_Text section_.
+---+

I've never had much of a problem getting it into the timing mode, but for the price of that interface/software above...heck, that's worth it.
:thumbup:


----------



## thxone (Feb 7, 2012)

jdg said:


> Hopefully you got the lifetime replacement warranty on it. Wouldn't count on it to last...although weirder stuff has happened.


If I keep the car I am going to save up for the brand new distributor. I may sell it and get another 280zx or an early 90's Jeep Cherokee XJ.


----------



## thxone (Feb 7, 2012)

I drove the car for two days to make sure it would not screw up again. It was fine so I set the idle and timing correctly. It's now at 10* and idles when warm at 675 rpm's. I also put the baffle in my muffler... the car is quieter and running very smooth.


----------



## thxone (Feb 7, 2012)

+---+

_Entries supplied_.
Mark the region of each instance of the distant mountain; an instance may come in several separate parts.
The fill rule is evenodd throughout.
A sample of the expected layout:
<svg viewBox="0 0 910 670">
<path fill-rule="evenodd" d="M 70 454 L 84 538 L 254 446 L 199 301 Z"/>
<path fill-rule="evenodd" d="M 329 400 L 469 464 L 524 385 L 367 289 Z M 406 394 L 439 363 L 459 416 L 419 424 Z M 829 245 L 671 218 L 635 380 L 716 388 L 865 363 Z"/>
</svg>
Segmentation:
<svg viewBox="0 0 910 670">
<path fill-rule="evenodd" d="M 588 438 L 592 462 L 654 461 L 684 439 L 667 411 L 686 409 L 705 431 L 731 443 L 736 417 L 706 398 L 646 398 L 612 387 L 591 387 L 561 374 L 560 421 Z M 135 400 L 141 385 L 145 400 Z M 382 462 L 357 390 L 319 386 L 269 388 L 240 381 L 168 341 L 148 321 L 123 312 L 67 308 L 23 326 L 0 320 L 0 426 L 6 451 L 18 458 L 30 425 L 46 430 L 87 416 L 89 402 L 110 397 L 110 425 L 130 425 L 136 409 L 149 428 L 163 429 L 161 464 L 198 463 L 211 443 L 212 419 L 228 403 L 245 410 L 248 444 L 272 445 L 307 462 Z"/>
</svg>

+---+

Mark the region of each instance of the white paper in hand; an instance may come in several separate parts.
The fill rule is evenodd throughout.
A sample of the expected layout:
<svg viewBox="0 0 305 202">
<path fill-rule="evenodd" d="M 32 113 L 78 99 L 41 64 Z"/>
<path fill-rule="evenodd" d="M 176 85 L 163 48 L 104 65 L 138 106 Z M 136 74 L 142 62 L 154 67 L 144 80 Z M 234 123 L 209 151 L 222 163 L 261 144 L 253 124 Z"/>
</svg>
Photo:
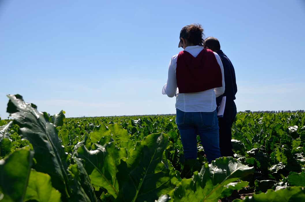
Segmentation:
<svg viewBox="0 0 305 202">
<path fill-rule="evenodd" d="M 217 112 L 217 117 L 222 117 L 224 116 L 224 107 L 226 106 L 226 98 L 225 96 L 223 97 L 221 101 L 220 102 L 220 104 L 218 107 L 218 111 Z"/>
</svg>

+---+

_Task 1_. Switch "baffle" to "insert" in the car forum thread, writing it out from the words "I drove the" and stopping after "running very smooth.".
_Task 2_. Carry the car forum thread forward from the point where it stops.
None of the tasks depends on the data.

_Task answer 1_.
I drove the car for two days to make sure it would not screw up again. It was fine so I set the idle and timing correctly. It's now at 10* and idles when warm at 675 rpm's. I also put the insert in my muffler... the car is quieter and running very smooth.

_Task answer 2_.
We may be re-visiting this issue again. The car, now at 221,900 miles, is starting to stall at lights again. It is running fine otherwise. It is how the car started out before... erratic idle... bogging down at lights, then stalling. I have also noticed something... sometime my brakes don't work so well... I have new but now properly broken in slotted rotors up front but every now and then if I run the air the brakes don't want to work and the pedal gets real stiff. Vacuum leak? Anyway, I think I need to replace the Dizzy again... I hope it's under warranty.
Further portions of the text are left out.